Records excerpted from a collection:

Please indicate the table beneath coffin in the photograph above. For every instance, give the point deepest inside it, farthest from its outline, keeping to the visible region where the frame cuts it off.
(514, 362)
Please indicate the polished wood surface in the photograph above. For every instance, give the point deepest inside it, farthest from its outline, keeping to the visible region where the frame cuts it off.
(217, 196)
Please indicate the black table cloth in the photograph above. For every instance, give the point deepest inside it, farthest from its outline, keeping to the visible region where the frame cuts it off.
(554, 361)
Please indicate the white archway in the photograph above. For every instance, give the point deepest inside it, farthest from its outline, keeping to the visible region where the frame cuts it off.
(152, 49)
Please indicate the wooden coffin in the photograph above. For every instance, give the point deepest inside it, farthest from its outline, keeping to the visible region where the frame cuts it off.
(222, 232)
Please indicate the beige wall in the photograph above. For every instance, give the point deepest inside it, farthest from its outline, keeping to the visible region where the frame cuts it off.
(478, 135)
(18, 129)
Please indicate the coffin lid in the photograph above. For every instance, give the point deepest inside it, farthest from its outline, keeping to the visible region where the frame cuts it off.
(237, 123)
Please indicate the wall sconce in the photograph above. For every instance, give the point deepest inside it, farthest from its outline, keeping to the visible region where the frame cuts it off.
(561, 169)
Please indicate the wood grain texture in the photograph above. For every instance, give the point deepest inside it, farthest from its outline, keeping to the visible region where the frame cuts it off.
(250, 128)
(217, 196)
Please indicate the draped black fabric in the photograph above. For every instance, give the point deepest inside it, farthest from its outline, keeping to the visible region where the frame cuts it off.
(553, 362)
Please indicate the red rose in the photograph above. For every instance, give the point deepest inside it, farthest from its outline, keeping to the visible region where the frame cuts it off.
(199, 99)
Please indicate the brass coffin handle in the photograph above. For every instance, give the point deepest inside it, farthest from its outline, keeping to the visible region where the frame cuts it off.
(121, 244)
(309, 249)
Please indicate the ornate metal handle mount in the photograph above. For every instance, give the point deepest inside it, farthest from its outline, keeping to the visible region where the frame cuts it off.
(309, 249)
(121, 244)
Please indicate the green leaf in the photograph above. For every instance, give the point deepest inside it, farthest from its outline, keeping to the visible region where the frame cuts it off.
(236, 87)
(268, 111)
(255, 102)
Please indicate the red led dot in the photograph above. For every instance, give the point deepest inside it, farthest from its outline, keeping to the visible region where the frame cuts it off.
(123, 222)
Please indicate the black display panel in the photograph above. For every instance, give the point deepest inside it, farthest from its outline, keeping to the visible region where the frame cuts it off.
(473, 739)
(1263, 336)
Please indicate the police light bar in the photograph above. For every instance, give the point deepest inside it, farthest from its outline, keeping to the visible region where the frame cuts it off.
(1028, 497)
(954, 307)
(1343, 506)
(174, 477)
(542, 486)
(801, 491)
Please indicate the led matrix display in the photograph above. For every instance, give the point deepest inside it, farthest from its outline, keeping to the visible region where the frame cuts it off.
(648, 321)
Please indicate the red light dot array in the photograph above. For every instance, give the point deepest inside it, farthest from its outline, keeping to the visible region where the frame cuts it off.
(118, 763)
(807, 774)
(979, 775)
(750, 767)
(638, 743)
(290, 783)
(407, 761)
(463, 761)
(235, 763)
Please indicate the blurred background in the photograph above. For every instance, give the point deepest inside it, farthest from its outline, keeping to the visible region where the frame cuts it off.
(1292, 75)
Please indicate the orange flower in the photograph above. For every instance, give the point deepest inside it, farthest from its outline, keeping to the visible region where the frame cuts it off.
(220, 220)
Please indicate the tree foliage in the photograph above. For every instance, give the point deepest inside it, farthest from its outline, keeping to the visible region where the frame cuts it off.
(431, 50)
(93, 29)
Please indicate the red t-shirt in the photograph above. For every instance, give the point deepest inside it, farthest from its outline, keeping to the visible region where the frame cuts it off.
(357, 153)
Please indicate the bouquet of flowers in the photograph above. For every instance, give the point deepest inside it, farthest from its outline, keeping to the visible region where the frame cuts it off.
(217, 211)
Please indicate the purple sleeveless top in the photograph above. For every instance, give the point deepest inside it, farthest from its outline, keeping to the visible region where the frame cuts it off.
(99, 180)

◆ Goal of the exercise: Give the data again. Keep every line identical.

◆ Output below:
Please indicate the table beneath coffin in the photograph above. For every instance, give the point deepest inside it, farthest from its outline, keeping to the visible region where the frame cuts it off.
(514, 362)
Please indicate the polished wood surface in the photograph above. For every instance, give the point deepest inside it, farthest from its outline, keeping to the visible region where the frame cuts it off.
(217, 196)
Please indicate the black table cloth in the photograph above. For every instance, give the point deepest inside it, farthest from its outline, keeping to the visible region where the frame cuts it off.
(554, 361)
Please indicate the white archway in the photograph above. For every instance, give the point deepest inside it, farthest from its outline, keeping to the visible region where the frame cuts it off.
(152, 49)
Please indicate the wooden coffin in the photograph above. For every instance, give the point deepest inside it, farthest from its outline, keeping to the visible region where the frame cuts it off.
(222, 232)
Please indicate the beige wall in the photograph above. For every instance, give the point deepest inside it, farthest from its outline, keeping to the visible region where the frame cuts it off.
(478, 135)
(18, 129)
Please indicate the coffin lid in the photograph above. For every instance, give the point deepest inside it, farthest from its outline, keeping to the visible region where the frame cuts it off.
(237, 123)
Please indicate the wall sconce in the photograph above. For every instance, give the point deepest inside it, farthest from its outline, keeping to the visible region where the frame cuts it off.
(561, 169)
Please indicate the wood grain texture in the photograph above. For every instance, give the point deepest inside it, farthest from its outline, keeping to the visible region where the frame cuts it off.
(250, 128)
(217, 196)
Please indicate the draped black fabric in the photograph above. For every instance, give the point deepest inside it, farthest from its outline, keeping to the visible region where the frame cuts it off.
(553, 362)
Please indicate the red rose in the photograph above. For every instance, give the point deepest inside it, farthest from its outline, keeping to the visible region where the frame cuts it off.
(199, 99)
Please indicate the brass coffin handle in the photograph above. For every instance, give the point deepest inside it, farthest from its outline, keeping to the visible region where the frame cuts it off.
(121, 244)
(309, 249)
Please indicate the ornate metal handle mount in the photograph above. For every instance, give the point deepest inside it, farthest from its outline, keeping to the visible region where the frame cuts it off.
(309, 249)
(121, 244)
Please indicate the green leaf in the photograph above. For every instance, give the point deepest inside it, farthest from its outline, keeping to the visible region where the frame cuts it off.
(236, 87)
(268, 111)
(255, 102)
Please indicate the red led dot in the photograph above. For every instance, give the point deepest inside it, farthest from its outline, keeping to the visible region where the frame cuts it off.
(123, 222)
Please indicate the black display panel in the photograph above. For every instance, give the point deepest inside it, farthest from its outline, keeping to the visible region where the frame cuts it off.
(473, 739)
(1263, 336)
Please indicate the police light bar in the photograph above. For every instance, give the point deepest inside it, farthest from its outline, keeping to the visible region where the frame cuts it off.
(1028, 497)
(954, 307)
(1343, 506)
(174, 477)
(542, 486)
(801, 491)
Please indicate the led matrix display in the photograph above. For every instance, give the point deepest inside it, farthest from its outline, keeping to the visible region where the frame cuts it off.
(648, 321)
Please indicate the red light dot array in the photograph above. For every instance, give the point deepest inside it, farthest from its outline, keeping to the visible region where the frame cuts it off.
(118, 763)
(807, 774)
(979, 775)
(750, 767)
(638, 743)
(290, 783)
(407, 761)
(463, 761)
(235, 763)
Please indicate the blurred background in the photograph above. For every instance, give the point deepest inside it, farthest from its outline, keeping to the visible region where the frame cuts it off.
(1292, 75)
Please indicate the orange flower in the photograph above. For every instance, give the point deepest inside it, farthest from its outline, keeping to the visible region where the frame cuts it off.
(220, 220)
Please indicate the tree foliage in the photograph above. For every instance, give the point deepest inside it, farthest from its outline, keeping to the visible region where the frame cuts it off.
(431, 50)
(93, 29)
Please indicate the red t-shirt in the photograph above. For every instance, give the point deepest inside it, farthest from its outline, keeping to the visible region where the frame cuts it off.
(357, 153)
Please indicate the bouquet of flowers in the photograph above. For every instance, give the point deepest inside it, farthest from its outline, keeping to the visible region where the frame cuts it off.
(217, 211)
Please indicate the purple sleeveless top in the photograph above. For every instance, give the point deepest inside it, farthest from its outline, keeping to the visible region where the frame cuts it off.
(99, 180)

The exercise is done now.